───── MATERIAL FOR THE TASK ─────
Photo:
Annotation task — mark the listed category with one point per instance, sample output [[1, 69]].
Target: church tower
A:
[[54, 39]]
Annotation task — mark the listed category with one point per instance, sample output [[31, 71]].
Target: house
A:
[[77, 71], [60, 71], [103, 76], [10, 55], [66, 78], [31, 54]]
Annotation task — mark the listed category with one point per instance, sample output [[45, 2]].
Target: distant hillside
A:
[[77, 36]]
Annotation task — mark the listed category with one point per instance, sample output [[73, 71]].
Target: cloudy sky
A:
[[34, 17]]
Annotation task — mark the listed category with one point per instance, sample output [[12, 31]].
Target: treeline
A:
─────
AIM OF THE TASK: Set down exactly the lines that begin the records and continue through the line bearing "Target: house"; include both ends.

OUTPUT OF THE EXERCISE:
Photo:
Annotation task — mark the listed category with one point per instance, sample output [[1, 69]].
Target: church tower
A:
[[54, 39]]
Annotation task — mark the listed category with one point per instance, sample output [[31, 71]].
Target: house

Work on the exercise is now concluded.